_EXERCISE REQUIREMENTS_
1. Reproduce the Kabul zoo passage below from "Now, more than" to "anyone but men.".
2. Extend the passage on Kabul zoo below, picking up after its final sentence.

_PASSAGE GIVEN_
• • • • •

Now, more than a decade after his death, Afghanistan remains battered by war but Kabul zoo is buzzing again — a haven for women, children and young lovers in a capital city that has little public space for anyone but men.

The carnival of animal life may be a mundane affair compared to other places, but it seems like an anomaly in Kabul, a war-scarred city benighted by post-traumatic stress, which still faces a high risk of insurgent attacks. Men with children, women in blue burqas, crowds of young students — girls and boys — come to this haven to relax.

“My wife and I have come here to take a break and forget our pain and sorrows,” explains Mohammad Ali Akbari, a resident of southern Ghazni province, one of the worst hit by the Taliban insurgency. “My wife is a bit sick. I brought her here so she can breathe fresh air and enjoy the normal things of life,” he adds, as his wife gazes at a bear inside a cage. Children peer through a wire mesh fence, amused by monkeys swinging their tails and frolicking from one tree to another, as some of them imitate their whoops and barks.

• • • • •

_DATA PROVIDED_
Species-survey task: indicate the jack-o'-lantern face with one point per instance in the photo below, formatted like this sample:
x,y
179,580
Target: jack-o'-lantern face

• • • • •

_FINAL RESULTS_
1.
Now, more than a decade after his death, Afghanistan remains battered by war but Kabul zoo is buzzing again — a haven for women, children and young lovers in a capital city that has little public space for anyone but men.

2.
Loud music emanates from the zoo canteen near an aviary with pheasants and other birds, as families huddled in a conversation around burgers, fries and canned sodas. Other picnickers seek respite from the scorching afternoon heat under the shade of trees while enjoying platters of cantaloupe, honeydew and watermelon. Blushing young lovers sit on a bench opposite the gazelle cage, seeking an escape from prying eyes in a city where harassment is otherwise commonplace.

The Kabul zoo — the only one in the country — is located in the heart of the Afghan capital, surrounded by a dense warren of muddy flat-topped houses. Before the 1992-1995 civil war, the zoo was home to many exotic animals.

But most of them were either killed or escaped as mortar rounds slammed into the zoo during fighting, leaving only a bear with a nose injured by children who jabbed it with a stick, a scattering of monkeys, an assortment of birds of prey — and Marjan, the showpiece lion who was blinded by a grenade blast in 1993. Many of the smaller and tamer animals, such as sheep and goats, were stolen for food. More exotic creatures, such as rare species of birds, were sold on the black market or smuggled out of the country.

The zoo has since undergone a slow and painful reconstruction, now housing around 600 animals, many of them gifted by countries such as India and China. “It is now more than a zoo,” said Aziz Gul Saqib, who has served as director for more than a decade. “Families feel safe here. They see the zoo as a place for rejuvenation,” he told media, adding that last year more than 700,000 people visited the zoo, including 50,000 students. The zoo, he said, earned 17 million Afghanis ($250,000) last year from ticket sales and other revenues, making it self-sustainable.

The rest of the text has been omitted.